## TEXT BLOCK
=== Begin Enclosure ===

Civil Rights Lawyer Zahra Billoo '09 Is Fighting President Trump's "Travel Ban"

In late January, the morning after President Donald Trump signed an executive order barring citizens of seven Muslim countries from entering the United States, Zahra Billoo ’09 raced to San Francisco International Airport. Along with her team from the Council on American-Islamic Relations, she anxiously tracked the flights of visa and green-card holders who had lifted off just as the ban took effect. Billoo camped out until 3 a.m. offering legal services, then returned Sunday morning. She witnessed an elderly Iranian couple being detained for more than 30 hours, without being permitted to contact relatives waiting outside.

By Monday, most of the travelers Billoo was advocating for had been released. But her work was just beginning. As executive director of CAIR’s San Francisco Bay Area chapter, the civil rights group’s oldest branch, she has spent the past week fighting the travel ban by any means possible, from the courts to the airwaves. She’s averaging less than four hours of sleep a night, and it’s only the second week of the new administration.

“What does the rest of the month look like? The pace and intensity has definitely increased,” she says.

Billoo, who has held her position for nearly eight years, was busy even before the travel ban was announced. The day after President Trump’s inauguration, she spoke at the Women’s March in Washington, D.C. “We are unafraid and will not be silenced,” she said, her voice full of conviction. “We cannot be free at each other’s expense or if any of us remains targeted.”

=== End Enclosure ===

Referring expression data
=== Begin Enclosure ===

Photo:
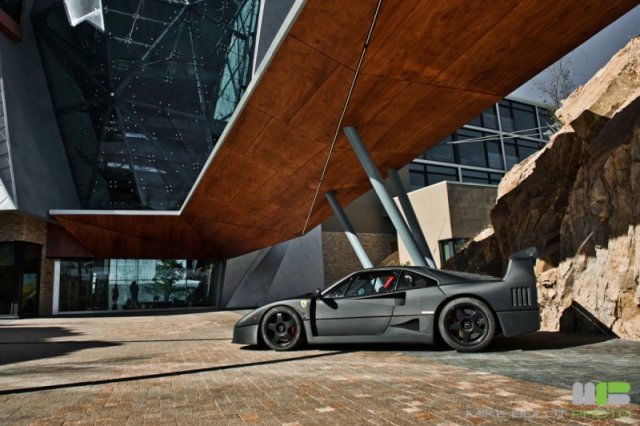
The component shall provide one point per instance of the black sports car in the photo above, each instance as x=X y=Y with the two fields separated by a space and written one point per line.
x=403 y=304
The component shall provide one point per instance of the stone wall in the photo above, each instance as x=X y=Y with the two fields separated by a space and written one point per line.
x=578 y=201
x=340 y=259
x=16 y=227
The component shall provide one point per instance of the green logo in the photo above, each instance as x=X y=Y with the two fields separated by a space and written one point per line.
x=603 y=393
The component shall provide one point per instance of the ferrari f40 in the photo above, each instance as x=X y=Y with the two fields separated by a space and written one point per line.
x=403 y=305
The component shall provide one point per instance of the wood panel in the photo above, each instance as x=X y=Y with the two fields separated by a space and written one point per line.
x=431 y=67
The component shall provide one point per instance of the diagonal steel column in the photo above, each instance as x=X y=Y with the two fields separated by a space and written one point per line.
x=349 y=231
x=387 y=202
x=410 y=215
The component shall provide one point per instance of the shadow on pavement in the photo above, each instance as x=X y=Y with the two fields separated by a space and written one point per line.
x=530 y=342
x=162 y=375
x=21 y=344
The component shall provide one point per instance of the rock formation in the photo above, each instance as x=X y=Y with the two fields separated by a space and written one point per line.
x=578 y=201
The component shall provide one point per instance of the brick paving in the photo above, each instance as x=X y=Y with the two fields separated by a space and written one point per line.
x=182 y=369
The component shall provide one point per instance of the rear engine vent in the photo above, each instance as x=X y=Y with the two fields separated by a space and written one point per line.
x=521 y=296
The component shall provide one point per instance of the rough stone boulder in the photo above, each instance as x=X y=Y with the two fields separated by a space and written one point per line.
x=578 y=201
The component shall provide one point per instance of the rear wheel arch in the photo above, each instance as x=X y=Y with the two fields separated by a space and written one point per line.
x=442 y=304
x=264 y=335
x=466 y=334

=== End Enclosure ===

## YOUR TASKS
[a] In the Zahra Billoo article, how long did she see an elderly Iranian couple held at the airport?
[b] Summarize the Zahra Billoo article in two sentences.
[c] Retype everything in the Zahra Billoo article from "Civil Rights Lawyer" down to "relatives waiting outside.".
Rely only on the Zahra Billoo article for the tasks.

## RESULTS OF THE TASKS
[a] More than 30 hours.

[b] After President Trump's executive order barred citizens of seven Muslim countries from entering the United States, Zahra Billoo and her Council on American-Islamic Relations team went to San Francisco International Airport to offer legal services to affected travelers. As executive director of the group's San Francisco Bay Area chapter, she has been fighting the travel ban through the courts and the airwaves on little sleep, having already spoken at the Women's March the day after the inauguration.

[c]
Civil Rights Lawyer Zahra Billoo '09 Is Fighting President Trump's "Travel Ban"

In late January, the morning after President Donald Trump signed an executive order barring citizens of seven Muslim countries from entering the United States, Zahra Billoo ’09 raced to San Francisco International Airport. Along with her team from the Council on American-Islamic Relations, she anxiously tracked the flights of visa and green-card holders who had lifted off just as the ban took effect. Billoo camped out until 3 a.m. offering legal services, then returned Sunday morning. She witnessed an elderly Iranian couple being detained for more than 30 hours, without being permitted to contact relatives waiting outside.